GOALS:
- A) Transcribe the stretch of the notebook excerpt from "y_all shape: (20883,)" through "seed for reproducibility.".
- B) According to the notebook excerpt, what percentage of the data is used for training?

GIVEN TEXT:
[Begin]

Number of features: 22


['games_played',
 'total_minutes',
 'total_goals',
 'total_assists',
 'total_yellow_cards',
 'total_red_cards',
 'wins',
 'win_rate',
 'height_in_cm',
 'age_years',
 'events_cards_per90',
 'events_goals_per90',
 'events_subs_out_per90',
 'events_subs_in_per90',
 'events_shootout_per90',
 'position_Defender',
 'position_Goalkeeper',
 'position_Midfield',
 'position_Missing',
 'foot_both',
 'foot_left',
 'foot_right']

In [12]:
# Build X, y arrays
X_all = df_encoded[feature_cols].values.astype(np.float32)
y_all = df_encoded["log_market_value"].values.astype(np.float32)

print("X_all shape:", X_all.shape)
print("y_all shape:", y_all.shape)


X_all shape: (20883, 22)
y_all shape: (20883,)


## Train / validation / test split

We split the data as:

- 60% training
- 20% validation
- 20% test

using a fixed random seed for reproducibility.


In [13]:
# First split off a test set (20%)

[End]

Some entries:

[Begin]

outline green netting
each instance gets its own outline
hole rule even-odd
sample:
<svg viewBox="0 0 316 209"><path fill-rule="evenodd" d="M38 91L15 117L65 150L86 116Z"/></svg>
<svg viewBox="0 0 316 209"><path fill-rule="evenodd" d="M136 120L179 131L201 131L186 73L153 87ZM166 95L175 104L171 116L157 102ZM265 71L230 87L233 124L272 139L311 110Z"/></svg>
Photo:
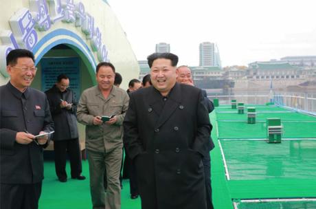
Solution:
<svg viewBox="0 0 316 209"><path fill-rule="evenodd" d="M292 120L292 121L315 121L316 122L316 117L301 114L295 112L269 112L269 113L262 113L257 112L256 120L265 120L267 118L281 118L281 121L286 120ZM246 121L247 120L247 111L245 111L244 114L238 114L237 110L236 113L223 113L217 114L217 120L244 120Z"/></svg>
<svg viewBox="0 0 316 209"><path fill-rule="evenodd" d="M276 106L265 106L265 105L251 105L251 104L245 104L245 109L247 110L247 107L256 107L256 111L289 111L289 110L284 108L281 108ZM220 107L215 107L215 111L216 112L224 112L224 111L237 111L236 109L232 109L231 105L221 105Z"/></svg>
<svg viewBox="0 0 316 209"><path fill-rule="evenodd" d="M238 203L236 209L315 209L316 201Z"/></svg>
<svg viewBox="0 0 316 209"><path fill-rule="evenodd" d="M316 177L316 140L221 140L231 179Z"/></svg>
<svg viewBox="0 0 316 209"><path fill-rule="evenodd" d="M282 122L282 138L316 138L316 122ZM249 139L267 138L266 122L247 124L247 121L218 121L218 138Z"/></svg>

[End]
[Begin]

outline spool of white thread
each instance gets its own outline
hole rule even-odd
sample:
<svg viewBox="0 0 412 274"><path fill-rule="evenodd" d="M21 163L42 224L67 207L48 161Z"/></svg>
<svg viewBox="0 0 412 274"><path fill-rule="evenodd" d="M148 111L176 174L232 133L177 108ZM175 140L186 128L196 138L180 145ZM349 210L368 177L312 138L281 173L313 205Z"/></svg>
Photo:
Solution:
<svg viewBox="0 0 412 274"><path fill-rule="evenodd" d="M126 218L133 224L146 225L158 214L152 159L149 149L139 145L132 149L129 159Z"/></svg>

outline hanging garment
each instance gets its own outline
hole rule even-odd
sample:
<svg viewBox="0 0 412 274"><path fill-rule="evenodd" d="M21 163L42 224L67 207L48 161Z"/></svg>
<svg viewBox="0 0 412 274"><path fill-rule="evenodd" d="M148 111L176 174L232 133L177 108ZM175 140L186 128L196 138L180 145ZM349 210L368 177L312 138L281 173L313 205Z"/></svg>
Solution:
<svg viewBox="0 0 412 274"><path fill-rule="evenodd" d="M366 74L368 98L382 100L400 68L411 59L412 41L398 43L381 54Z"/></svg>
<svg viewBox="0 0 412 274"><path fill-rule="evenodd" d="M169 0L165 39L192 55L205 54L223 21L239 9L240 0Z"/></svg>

[End]

PER-TASK OUTPUTS:
- A)
y_all shape: (20883,)


## Train / validation / test split

We split the data as:

- 60% training
- 20% validation
- 20% test

using a fixed random seed for reproducibility.

- B) 60%